WHAT IS EXPECTED:
Output all of the material once more, so that every line matches the original exactly.

RECORD EXCERPTS:
[Start of Attachment]

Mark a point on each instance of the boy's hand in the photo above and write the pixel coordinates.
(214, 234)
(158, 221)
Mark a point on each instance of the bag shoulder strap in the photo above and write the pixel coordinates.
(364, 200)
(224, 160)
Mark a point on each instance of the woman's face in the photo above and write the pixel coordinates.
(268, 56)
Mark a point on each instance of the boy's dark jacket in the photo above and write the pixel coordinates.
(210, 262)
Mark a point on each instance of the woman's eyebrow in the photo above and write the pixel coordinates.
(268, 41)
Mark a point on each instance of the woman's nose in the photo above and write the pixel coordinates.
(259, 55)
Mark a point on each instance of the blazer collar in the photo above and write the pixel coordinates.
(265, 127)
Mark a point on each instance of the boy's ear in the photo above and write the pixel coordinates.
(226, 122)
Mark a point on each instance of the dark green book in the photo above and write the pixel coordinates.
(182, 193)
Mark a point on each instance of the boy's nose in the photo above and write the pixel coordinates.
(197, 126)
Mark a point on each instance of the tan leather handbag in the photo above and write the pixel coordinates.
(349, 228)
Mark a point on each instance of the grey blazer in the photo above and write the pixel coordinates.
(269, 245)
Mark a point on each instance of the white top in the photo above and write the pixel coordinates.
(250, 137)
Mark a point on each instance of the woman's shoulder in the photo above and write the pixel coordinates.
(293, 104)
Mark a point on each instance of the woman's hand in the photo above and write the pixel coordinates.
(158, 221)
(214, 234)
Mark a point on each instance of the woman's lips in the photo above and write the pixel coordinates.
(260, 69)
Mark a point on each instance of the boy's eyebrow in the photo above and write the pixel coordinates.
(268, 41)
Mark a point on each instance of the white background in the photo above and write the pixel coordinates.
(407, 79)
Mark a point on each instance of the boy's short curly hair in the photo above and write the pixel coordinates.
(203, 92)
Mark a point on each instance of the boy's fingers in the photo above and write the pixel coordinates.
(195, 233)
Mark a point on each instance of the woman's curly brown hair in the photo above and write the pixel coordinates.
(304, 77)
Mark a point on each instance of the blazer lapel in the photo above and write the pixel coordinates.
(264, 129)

[End of Attachment]

EXERCISE ANSWER:
Mark a point on each instance of the boy's hand in the photo above and write the pixel coordinates.
(214, 234)
(158, 221)
Mark a point on each instance of the bag shoulder strap in the photo above and write the pixel coordinates.
(364, 200)
(224, 160)
Mark a point on each instance of the woman's face in the photo above and write the pixel coordinates.
(268, 56)
Mark a point on each instance of the boy's dark jacket in the photo above and write the pixel coordinates.
(210, 262)
Mark a point on each instance of the woman's eyebrow in the photo above and write the pixel coordinates.
(268, 41)
Mark a point on each instance of the woman's nose in the photo above and write the pixel coordinates.
(259, 55)
Mark a point on each instance of the blazer collar in the photo above and write the pixel coordinates.
(265, 127)
Mark a point on each instance of the boy's ear in the photo above and write the pixel coordinates.
(226, 122)
Mark a point on each instance of the dark green book in the photo above and write the pixel coordinates.
(182, 193)
Mark a point on each instance of the boy's nose in the photo above and write the pixel coordinates.
(197, 126)
Mark a point on each instance of the tan leather handbag in the photo above and write the pixel coordinates.
(349, 228)
Mark a point on each instance of the grey blazer in the photo above and write the pixel coordinates.
(269, 245)
Mark a point on each instance of the white top in the photo above and write the pixel coordinates.
(250, 137)
Mark a point on each instance of the woman's shoulder in the photo above and write the pixel coordinates.
(293, 104)
Mark a point on each instance of the woman's hand in the photo above and write the pixel coordinates.
(158, 221)
(214, 234)
Mark a point on each instance of the woman's lips in the photo above and write the pixel coordinates.
(260, 69)
Mark a point on each instance of the boy's eyebrow in the photo above and write the pixel coordinates.
(268, 41)
Mark a point on each instance of the white background in the photo above and write the pixel coordinates.
(407, 79)
Mark a point on each instance of the boy's short curly hair in the photo above and write the pixel coordinates.
(203, 92)
Mark a point on each instance of the boy's fingers in the photo above and write the pixel coordinates.
(195, 233)
Mark a point on each instance of the woman's curly brown hair in the photo above and write the pixel coordinates.
(304, 77)
Mark a point on each instance of the blazer lapel in the photo above and write the pixel coordinates.
(264, 129)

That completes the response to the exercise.